SOURCE PASSAGE:
===============

I really liked, not necessarily the first half the chapter on normalizations, but I really liked the part on distributed database systems and onward. And basically what this section was talking about was the fact that, you know, maybe databases were invented in like, the 70s, 80s, but in more recent times you have the emergence of faster computers with more CPU and just like, more accessible hardware. So one thing you can do now is instead of just having your database on one computer and always pinging that, you can now have your database distributed across multiple computers because that hardware is so cheap. And that comes in with its own set of challenges around how you ensure that things are atomic and consistent and that your database is always available to respond to a request from your product and stuff like that.

0:42:29.4

And it discussed a couple of like, you know, “What does this adjective mean?”-type things. One of them is ACID, which is is standing for Atomic Consistent Isolated and Durable. And it’s sort of a way of discussing some of the guarantees that a database might give you. So for example, saying that it’s atomic means that a single transaction is going to happen or it’s not. There’s no such thing as making a partial change to the data in your database.

===============

GOAL A:
In the talk on database systems, what do the letters of ACID stand for?
GOAL B:
Extend the talk on database systems in the same conversational voice, starting right after its final sentence.

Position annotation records
===============

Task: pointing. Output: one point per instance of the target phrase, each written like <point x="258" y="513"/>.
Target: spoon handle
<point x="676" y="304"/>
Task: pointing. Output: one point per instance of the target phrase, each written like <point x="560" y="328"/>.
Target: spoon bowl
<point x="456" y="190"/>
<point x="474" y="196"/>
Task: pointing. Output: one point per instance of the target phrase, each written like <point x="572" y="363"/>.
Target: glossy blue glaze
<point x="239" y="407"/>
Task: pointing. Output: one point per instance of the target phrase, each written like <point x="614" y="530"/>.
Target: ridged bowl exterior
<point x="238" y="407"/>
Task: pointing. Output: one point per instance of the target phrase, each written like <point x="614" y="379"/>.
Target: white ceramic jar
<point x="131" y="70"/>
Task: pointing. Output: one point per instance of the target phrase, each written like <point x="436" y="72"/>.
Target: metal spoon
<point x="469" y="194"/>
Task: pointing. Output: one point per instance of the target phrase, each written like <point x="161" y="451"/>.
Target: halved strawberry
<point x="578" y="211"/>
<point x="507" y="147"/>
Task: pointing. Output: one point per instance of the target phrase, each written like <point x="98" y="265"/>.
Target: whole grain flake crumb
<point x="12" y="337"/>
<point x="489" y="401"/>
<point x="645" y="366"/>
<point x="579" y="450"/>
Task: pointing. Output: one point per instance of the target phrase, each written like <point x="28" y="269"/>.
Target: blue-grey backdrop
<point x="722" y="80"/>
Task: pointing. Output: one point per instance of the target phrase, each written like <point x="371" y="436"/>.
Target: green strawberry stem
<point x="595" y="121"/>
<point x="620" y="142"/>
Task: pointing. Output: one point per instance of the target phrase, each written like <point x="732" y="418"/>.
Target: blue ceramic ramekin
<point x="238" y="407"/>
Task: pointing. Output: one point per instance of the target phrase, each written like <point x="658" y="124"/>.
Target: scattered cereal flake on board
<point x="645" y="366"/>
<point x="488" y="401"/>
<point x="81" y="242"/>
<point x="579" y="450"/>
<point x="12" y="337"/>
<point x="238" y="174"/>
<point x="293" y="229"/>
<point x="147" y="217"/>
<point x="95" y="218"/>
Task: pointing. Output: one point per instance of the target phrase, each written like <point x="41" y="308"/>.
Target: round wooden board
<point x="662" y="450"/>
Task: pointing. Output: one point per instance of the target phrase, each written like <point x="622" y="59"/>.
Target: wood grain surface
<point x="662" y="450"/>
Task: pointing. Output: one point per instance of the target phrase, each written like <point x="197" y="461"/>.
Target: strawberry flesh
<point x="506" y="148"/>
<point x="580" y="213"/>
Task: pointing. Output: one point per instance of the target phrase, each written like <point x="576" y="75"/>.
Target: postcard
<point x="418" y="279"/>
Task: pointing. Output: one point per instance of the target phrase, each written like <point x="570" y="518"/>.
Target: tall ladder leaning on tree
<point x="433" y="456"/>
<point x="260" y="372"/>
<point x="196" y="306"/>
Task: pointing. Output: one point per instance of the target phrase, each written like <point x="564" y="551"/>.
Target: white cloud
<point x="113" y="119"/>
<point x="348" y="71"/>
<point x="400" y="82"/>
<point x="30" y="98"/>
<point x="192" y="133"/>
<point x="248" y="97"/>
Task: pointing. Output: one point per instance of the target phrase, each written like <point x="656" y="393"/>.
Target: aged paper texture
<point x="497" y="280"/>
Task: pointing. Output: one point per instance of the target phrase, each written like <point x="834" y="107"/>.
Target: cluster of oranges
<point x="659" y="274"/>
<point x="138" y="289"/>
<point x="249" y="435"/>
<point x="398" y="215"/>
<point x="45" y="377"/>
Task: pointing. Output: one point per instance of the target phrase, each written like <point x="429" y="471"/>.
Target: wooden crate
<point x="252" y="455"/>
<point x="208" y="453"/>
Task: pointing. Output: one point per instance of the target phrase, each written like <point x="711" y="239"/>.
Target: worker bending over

===============

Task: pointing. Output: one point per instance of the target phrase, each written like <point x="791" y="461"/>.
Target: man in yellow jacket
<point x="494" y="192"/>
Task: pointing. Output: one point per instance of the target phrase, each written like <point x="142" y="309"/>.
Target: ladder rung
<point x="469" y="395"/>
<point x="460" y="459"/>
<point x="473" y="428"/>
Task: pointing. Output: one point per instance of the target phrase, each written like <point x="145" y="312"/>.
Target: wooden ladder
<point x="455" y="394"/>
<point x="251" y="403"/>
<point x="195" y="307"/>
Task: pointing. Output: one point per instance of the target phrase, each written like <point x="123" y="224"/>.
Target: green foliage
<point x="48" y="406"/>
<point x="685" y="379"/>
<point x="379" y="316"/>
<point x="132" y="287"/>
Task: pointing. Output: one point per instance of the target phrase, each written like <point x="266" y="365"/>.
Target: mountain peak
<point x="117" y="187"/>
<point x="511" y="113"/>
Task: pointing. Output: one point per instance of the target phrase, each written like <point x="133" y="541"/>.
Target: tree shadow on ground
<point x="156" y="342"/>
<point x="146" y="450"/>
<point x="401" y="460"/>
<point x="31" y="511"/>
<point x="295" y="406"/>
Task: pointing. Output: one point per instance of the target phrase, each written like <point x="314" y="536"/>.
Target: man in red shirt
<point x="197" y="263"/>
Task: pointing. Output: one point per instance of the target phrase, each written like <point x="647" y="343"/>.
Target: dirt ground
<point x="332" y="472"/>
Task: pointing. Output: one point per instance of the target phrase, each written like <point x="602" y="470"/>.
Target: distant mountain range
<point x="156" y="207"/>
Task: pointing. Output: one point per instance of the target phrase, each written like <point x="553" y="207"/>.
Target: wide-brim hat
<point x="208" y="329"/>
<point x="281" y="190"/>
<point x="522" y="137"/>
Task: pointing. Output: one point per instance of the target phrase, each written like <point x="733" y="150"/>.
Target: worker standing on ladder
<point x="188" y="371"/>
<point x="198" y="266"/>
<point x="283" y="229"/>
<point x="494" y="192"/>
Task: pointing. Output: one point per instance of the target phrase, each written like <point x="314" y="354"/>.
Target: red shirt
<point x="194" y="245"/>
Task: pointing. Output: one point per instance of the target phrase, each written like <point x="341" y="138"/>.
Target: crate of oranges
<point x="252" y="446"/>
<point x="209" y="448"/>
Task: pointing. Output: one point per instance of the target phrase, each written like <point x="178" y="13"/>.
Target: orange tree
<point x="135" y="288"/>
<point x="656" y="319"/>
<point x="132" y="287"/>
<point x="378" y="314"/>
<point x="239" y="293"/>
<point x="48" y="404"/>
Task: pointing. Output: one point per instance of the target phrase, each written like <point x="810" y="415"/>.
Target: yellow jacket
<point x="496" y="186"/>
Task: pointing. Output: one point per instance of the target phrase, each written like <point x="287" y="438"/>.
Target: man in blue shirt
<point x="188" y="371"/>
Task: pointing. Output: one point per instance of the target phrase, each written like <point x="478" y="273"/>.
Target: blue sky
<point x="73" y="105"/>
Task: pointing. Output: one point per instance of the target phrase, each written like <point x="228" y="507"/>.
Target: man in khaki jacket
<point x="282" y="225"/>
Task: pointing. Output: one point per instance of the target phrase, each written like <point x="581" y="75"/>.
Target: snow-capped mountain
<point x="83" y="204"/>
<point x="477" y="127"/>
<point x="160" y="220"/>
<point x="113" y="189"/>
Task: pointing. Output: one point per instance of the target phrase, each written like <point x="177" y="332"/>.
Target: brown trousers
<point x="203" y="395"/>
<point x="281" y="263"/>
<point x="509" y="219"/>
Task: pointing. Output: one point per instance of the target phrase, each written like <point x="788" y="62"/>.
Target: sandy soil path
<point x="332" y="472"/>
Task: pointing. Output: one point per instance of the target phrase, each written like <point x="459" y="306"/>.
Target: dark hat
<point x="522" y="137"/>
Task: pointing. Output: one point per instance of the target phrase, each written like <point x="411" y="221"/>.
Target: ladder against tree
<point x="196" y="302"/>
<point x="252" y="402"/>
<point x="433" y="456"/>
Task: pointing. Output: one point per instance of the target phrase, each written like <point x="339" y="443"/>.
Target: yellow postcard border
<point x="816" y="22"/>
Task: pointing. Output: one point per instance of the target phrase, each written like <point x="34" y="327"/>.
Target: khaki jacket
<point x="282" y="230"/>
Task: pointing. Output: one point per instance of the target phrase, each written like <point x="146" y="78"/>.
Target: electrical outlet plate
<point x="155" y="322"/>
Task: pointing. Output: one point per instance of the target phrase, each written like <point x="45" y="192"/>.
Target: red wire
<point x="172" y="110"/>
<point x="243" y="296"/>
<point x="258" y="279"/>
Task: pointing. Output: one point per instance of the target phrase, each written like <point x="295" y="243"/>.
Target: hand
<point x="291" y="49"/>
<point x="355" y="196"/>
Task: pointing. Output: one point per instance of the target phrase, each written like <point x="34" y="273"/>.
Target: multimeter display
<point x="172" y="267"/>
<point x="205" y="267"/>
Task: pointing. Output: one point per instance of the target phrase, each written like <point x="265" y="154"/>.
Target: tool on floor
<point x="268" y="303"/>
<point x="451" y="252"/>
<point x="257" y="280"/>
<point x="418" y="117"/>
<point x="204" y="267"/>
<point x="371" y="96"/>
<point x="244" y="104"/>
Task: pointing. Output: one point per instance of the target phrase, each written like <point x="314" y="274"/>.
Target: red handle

===============

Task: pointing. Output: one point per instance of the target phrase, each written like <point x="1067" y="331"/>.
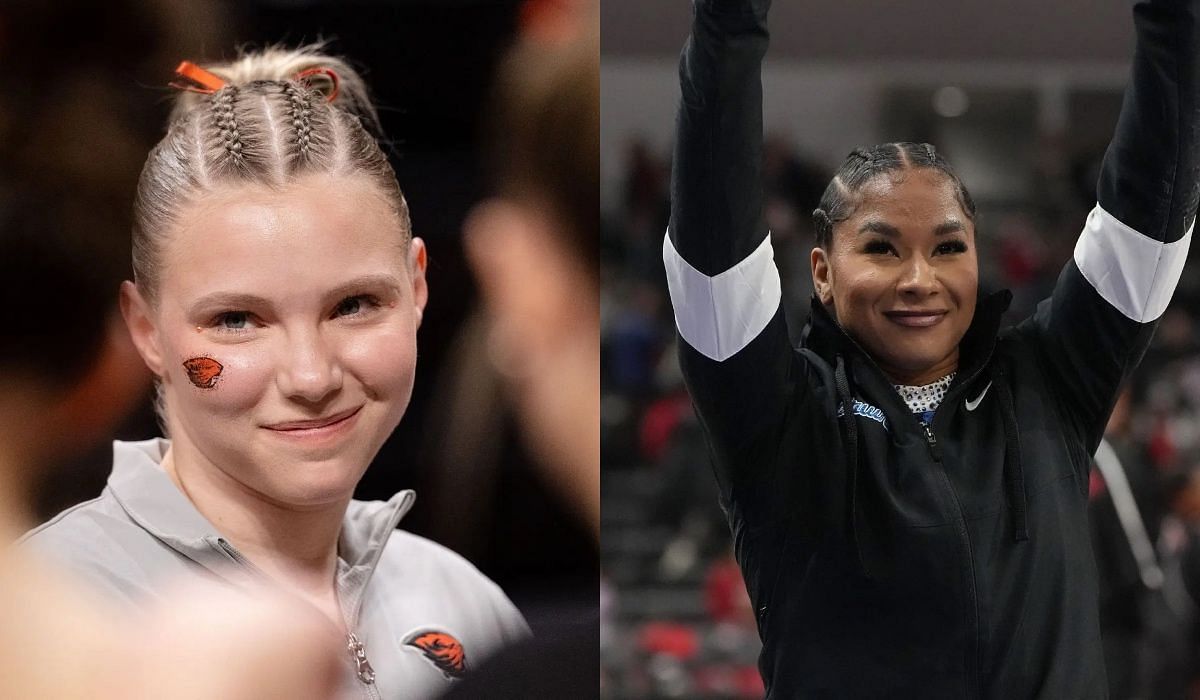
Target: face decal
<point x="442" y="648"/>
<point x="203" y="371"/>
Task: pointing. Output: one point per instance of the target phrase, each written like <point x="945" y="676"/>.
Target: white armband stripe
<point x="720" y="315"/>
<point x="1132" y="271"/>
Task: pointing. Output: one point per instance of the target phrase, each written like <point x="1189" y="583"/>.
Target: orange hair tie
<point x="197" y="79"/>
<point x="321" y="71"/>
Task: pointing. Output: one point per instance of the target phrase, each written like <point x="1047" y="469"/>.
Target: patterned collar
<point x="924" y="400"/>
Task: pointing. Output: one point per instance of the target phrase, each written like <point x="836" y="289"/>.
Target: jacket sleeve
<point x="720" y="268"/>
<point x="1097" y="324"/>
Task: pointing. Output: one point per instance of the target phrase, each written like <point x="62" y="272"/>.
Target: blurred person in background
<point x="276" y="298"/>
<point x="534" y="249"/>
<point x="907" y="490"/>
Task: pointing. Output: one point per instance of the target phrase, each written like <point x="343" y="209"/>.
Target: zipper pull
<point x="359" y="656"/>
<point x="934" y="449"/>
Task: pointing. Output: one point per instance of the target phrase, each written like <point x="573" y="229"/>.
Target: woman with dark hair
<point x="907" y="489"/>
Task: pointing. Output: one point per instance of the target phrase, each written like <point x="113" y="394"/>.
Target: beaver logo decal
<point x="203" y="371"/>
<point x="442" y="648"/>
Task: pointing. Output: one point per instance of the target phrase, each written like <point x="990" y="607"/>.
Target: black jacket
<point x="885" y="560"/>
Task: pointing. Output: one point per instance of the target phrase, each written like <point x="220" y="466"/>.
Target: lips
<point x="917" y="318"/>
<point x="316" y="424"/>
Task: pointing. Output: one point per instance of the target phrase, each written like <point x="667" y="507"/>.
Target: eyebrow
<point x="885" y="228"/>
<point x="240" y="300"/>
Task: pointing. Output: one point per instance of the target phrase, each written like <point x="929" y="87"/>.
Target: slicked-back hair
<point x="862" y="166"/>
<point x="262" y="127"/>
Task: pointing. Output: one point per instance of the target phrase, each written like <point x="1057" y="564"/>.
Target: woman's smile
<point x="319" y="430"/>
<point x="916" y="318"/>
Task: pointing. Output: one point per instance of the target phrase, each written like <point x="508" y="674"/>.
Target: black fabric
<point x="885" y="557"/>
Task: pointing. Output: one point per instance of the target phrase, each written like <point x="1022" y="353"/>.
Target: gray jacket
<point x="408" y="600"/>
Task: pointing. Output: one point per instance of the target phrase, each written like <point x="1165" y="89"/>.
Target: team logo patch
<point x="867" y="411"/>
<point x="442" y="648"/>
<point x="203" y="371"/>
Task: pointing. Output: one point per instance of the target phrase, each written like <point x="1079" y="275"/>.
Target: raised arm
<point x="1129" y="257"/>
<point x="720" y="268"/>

===============

TASK RESPONSE A:
Atomic, Consistent, Isolated, and Durable.

TASK RESPONSE B:
0:43:06.7
Adam Garrett-Harris

It’s the Yoda principle, right? “Do, or do not. There is no try.”

0:43:11.1
Safia Abdalla

Oh!

0:43:11.7
Jason Staten

(laughs)

0:43:12.6
Safia Abdalla

(laughs) You are coming in strong with the puns today.

0:43:17.6
Jason Staten

Yeah, nailing it, Adam.

0:43:18.8
Adam Garrett-Harris

(laughs) I threw you off, didn’t I?

0:43:22.3
Safia Abdalla

You did. ‘Cause I was like, “Wait, what does he mean the Yoda?” And then I was like, “Oh. I see.” So, and then there’s other principles like, consistency, which is ensuring that your database will change completely, not partially. And when I like, first learned about these principles I was really confused about what the difference was between something being atomic and something being consistent, ‘cause it sounded like people were saying the same thing but using different words. But what I learned is that atomic is referring to the literal data that gets manipulated in your database. So like, a transaction that adds a new row of data.

0:44:04.5

A consistency is more talking about, I guess you could say some of like, the integrity or data rules you might have in your database. So for example, like a transaction that would be atomic, but not consistent, is one where you add a new row of data to your database, but that new row contains a unique field that collides with an existing row of data. So it validates like, the logical requirements of your database. So, I was like, confused about that for a while and that was one thing that I sometimes need to re remind myself what the distinction is.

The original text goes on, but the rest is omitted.